▸ EXTRACT TO READ:
It’s Sunday evening and Mental Health Awareness week starts tomorrow.
Watch out for the bunting, the posters, the merch, events, interviews and tanned celebs repeating a one liner platitude.
I won’t be joining in the ‘celebrations’ as I am not buying into the hype.
I have grown this cynical(I call myself ‘cinacal’) from simple observation over two decades spent in London raising two daughters on my own. I have struggled with my mental health throughout, seeking help non stop and not getting it. I’ve been bullied and intimidated many times by those with more power, who smelt the blood of vulnerability in the sight of an isolated foreign woman, little girls in tow. From headteachers to neighbours, it seems that everyone could have a go at it, as if I’d been walking around with a sign saying ‘ pick on us please’. Of course I wasn’t but my sensitivity was picked up as defencelessness and a green light for anyone to snipe at us. So much so that I became a recluse and instructed the girls to pick up books when children would not play with them. I think we were seen as a strange family, a bizarre sight on Kentish Town road, always on our own, holding our heads high and our hearts on our sleeves. Looking back at it, we were like an accident waiting to happen in what looked like a dog-eat-dog world of playground politics and populist Britons, open mouthed with disbelief, watching us approach with our strange aura, a multilingual mystery, a cultural mish mash of bohemian freedom, spirituality, our obsession with self-improvement through education and our indomitable hope which seemed to drive some mad with muted rage. In this context, I’ve kept us safe-(ish) in the sense that we’re still alive today, that we’re in relatively good health but at what price? I have undoubtedly become aware of the impact of living such a life has had on my health: mental and physical. I can only guess at how my daughters have also been impacted from seeing their sole carer always alone, regularly distraught and despairing. My amend to them has been to seek help with all my strength, not leaving a single stone unturned to aim for a better life for me but especially for them.

▸ SUPPLIED DATA:

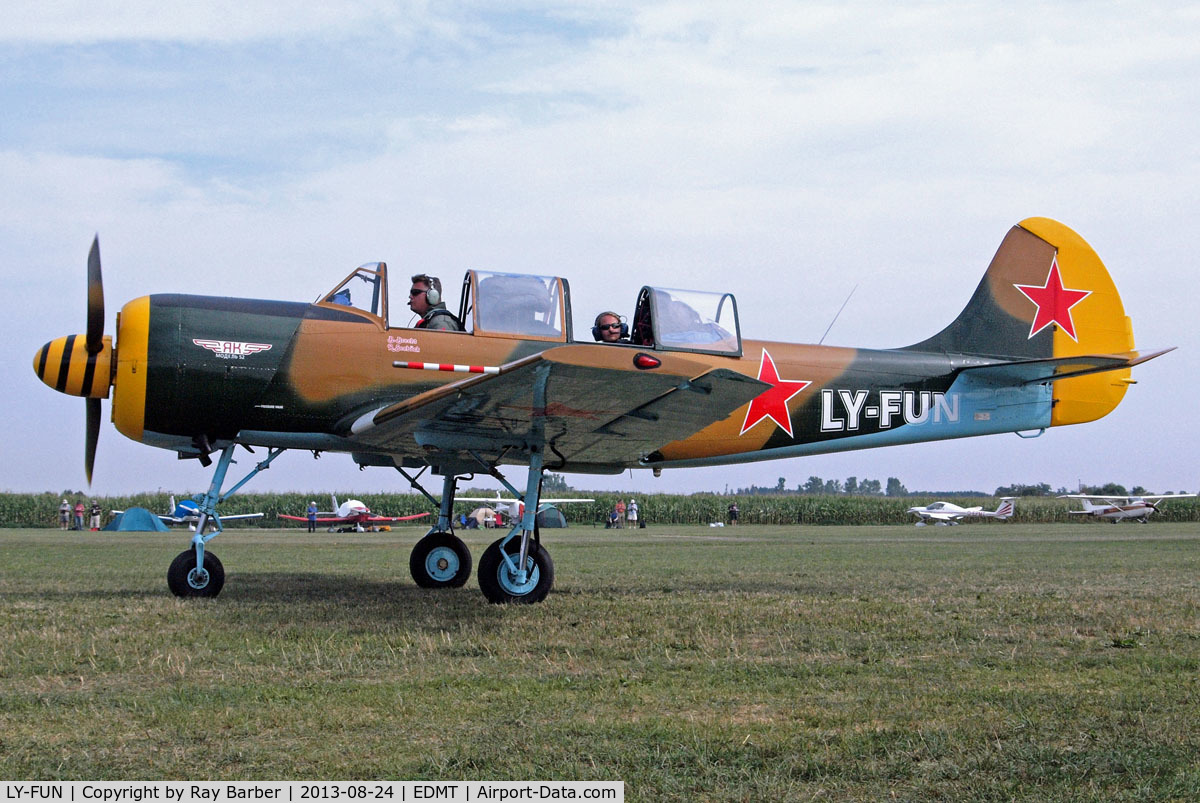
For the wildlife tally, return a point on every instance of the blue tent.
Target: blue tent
(137, 520)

▸ REQUIREMENT 1:
How would you put this sentence from the Mental Health Awareness week text into Spanish: "I won’t be joining in the ‘celebrations’ as I am not buying into the hype."?
▸ REQUIREMENT 2:
Can you write the next paragraph of the Mental Health Awareness week text, starting right after its final sentence?

▸ ANSWER 1:
No me sumaré a las ‘celebraciones’, porque no me creo todo ese bombo.

▸ ANSWER 2:
I have seen professionals dangerously uneducated in human kindness and lacking empathy express ‘concern’ around my mental health. What that meant really was that unless I would tone my symptoms down and stop asking for help, my children would be seen as potentially ‘at risk’ from living with a mother so open about her mental health struggles. It is no surprise that I have had to go to pieces quietly from the discomfort of my cluttered living room until my youngest had reached her 18th birthday before I could talk about these struggles openly. The shame society has tried to tar me with does not belong to me but to a heartless society which says one thing and does another.
Aside from waking up with so much pain crystallised in my body from the compounded anxiety, hypervigilance and responsibility for raising my daughters alone in the past 23 years, I am waking up as if from a coma, realising that I may never feel safe in the UK. This lockdown, we’ve seen it all again, my ‘otherness’ has ruffled feathers and disturbed those on our housing estate who clap for the NHS, call frontline workers ‘heroes’ and put nice little rainbows on their windows on the one hand whilst organising wild parties, sending me texts calling me deranged for wanting some peace and quiet sometimes, ganging up on me to intimidate and ostracise us. This lockdown has shown me what I already knew so well without having seen it with my eyes but strongly felt with my heart: It’s those who think there’s nothing wrong with them that one needs to watch out for. I won’t be celebrating what I already know: Mental health awareness is weak in the UK.